[TEXT PROVIDED]
◆ ◆ ◆ ◆
Democrat-controlled Oregon (the first state to legalize assisted suicide) is also the first state to enact universal automatic registration, quickly followed by fellow blue state California. According to the Brennan Center, five states have approved it, and 29 states have considered it, thankfully not Kentucky. It’s been introduced at the federal level.
Automatic voter registration replaces an opt-in system with an opt-out. When a citizen goes to the Department of Motor Vehicles or other government agency, he is automatically registered to vote — unless he opts out. This is the opposite of our current system, at least in Kentucky.
There are some unintended consequences. Voter rolls will become more inaccurate. Many states allow illegal aliens to get driver’s licenses and other benefits. Inevitably, automatic voter registration will dump some percentage of ineligible voters on the rolls, either through bureaucratic negligence or an irresistible opportunity to cheat.
Inaccurate voter rolls invite vote fraud. Names cannot be fraudulently voted unless they are on the rolls.
In addition, automatic voter registration can actually disenfranchise primary voters, the opposite of the policy’s intent. The default party status for automatically registered voters is independent. Some Oregon voters who were automatically registered did not know they had to contact the state to designate registration with a political party. So they lost the opportunity to vote in Oregon’s closed primary.
At least Oregon Democrats haven’t made the default party registration Democrat, with an “opt-out” for Republicans.
To be sure, voting registration should be easy and convenient. Approximately one-fourth to one-third of Americans are unregistered. Voter registration drives that target high school students, like Inspire Kentucky, are to be commended for improving those numbers.
◆ ◆ ◆ ◆
[EXERCISES]
1. Copy out the part of the passage on automatic voter registration that opens with the words "Inaccurate voter rolls" and closes with "improving those numbers.".
2. In the rows, take the part that opens with the line containing "Nesting-site review: place a pin on each instance of the utility" and closes with the line containing "x=95, y=151", and rewrite only those lines with "locomotive" changed to "engine" everywhere and nothing else altered.

(Rows from a dataset)
◆ ◆ ◆ ◆
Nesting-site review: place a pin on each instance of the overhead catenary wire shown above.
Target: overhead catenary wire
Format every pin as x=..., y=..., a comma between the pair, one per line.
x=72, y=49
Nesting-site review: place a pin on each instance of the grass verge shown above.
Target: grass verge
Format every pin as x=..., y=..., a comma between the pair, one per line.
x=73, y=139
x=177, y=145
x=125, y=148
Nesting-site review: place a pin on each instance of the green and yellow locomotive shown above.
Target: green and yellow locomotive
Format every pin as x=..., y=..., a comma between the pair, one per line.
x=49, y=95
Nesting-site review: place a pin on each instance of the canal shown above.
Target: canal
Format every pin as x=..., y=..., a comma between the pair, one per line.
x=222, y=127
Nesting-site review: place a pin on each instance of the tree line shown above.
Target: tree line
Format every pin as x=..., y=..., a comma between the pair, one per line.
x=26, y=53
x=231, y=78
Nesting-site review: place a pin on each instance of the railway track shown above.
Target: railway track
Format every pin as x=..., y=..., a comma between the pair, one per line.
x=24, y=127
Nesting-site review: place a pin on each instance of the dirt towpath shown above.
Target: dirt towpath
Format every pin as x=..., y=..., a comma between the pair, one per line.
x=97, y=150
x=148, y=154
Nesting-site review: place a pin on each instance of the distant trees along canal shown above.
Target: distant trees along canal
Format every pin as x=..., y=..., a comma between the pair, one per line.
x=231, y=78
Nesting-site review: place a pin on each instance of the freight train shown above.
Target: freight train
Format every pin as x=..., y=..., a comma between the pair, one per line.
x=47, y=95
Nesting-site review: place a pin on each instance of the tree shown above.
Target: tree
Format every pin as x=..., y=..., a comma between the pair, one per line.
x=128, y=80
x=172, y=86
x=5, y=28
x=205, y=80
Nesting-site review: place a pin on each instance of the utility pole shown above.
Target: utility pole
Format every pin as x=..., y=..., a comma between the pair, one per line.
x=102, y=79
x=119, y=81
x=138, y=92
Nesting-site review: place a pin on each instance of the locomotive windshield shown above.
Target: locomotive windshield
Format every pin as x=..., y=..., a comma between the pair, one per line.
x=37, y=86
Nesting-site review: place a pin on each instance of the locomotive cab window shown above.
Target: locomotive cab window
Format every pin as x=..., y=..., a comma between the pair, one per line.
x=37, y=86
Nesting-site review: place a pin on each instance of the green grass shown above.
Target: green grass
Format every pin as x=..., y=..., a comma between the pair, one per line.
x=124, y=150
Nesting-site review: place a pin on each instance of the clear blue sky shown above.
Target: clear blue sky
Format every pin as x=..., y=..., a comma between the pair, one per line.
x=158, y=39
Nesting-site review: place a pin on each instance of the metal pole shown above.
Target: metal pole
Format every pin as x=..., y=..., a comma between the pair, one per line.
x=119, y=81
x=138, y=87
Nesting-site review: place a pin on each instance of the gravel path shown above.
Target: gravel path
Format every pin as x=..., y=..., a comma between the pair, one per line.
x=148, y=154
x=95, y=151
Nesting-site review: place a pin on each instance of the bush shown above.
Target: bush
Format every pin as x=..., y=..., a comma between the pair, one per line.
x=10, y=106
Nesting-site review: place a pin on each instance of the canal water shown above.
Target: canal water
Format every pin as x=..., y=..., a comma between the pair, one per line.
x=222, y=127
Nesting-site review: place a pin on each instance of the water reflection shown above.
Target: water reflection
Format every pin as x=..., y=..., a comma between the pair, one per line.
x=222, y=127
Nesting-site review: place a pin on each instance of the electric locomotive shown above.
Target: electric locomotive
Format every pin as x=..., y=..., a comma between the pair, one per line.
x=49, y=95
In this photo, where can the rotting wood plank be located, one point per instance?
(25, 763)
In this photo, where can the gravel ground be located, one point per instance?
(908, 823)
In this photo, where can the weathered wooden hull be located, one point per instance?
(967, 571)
◆ ◆ ◆ ◆
[WORKED ANSWERS]
1.
Inaccurate voter rolls invite vote fraud. Names cannot be fraudulently voted unless they are on the rolls.
In addition, automatic voter registration can actually disenfranchise primary voters, the opposite of the policy’s intent. The default party status for automatically registered voters is independent. Some Oregon voters who were automatically registered did not know they had to contact the state to designate registration with a political party. So they lost the opportunity to vote in Oregon’s closed primary.
At least Oregon Democrats haven’t made the default party registration Democrat, with an “opt-out” for Republicans.
To be sure, voting registration should be easy and convenient. Approximately one-fourth to one-third of Americans are unregistered. Voter registration drives that target high school students, like Inspire Kentucky, are to be commended for improving those numbers.

2.
Nesting-site review: place a pin on each instance of the utility pole shown above.
Target: utility pole
Format every pin as x=..., y=..., a comma between the pair, one per line.
x=102, y=79
x=119, y=81
x=138, y=92
Nesting-site review: place a pin on each instance of the engine windshield shown above.
Target: engine windshield
Format every pin as x=..., y=..., a comma between the pair, one per line.
x=37, y=86
Nesting-site review: place a pin on each instance of the engine cab window shown above.
Target: engine cab window
Format every pin as x=..., y=..., a comma between the pair, one per line.
x=37, y=86
Nesting-site review: place a pin on each instance of the green grass shown above.
Target: green grass
Format every pin as x=..., y=..., a comma between the pair, one per line.
x=124, y=150
Nesting-site review: place a pin on each instance of the clear blue sky shown above.
Target: clear blue sky
Format every pin as x=..., y=..., a comma between the pair, one per line.
x=158, y=39
Nesting-site review: place a pin on each instance of the metal pole shown above.
Target: metal pole
Format every pin as x=..., y=..., a comma between the pair, one per line.
x=119, y=81
x=138, y=87
Nesting-site review: place a pin on each instance of the gravel path shown above.
Target: gravel path
Format every pin as x=..., y=..., a comma between the pair, one per line.
x=148, y=154
x=95, y=151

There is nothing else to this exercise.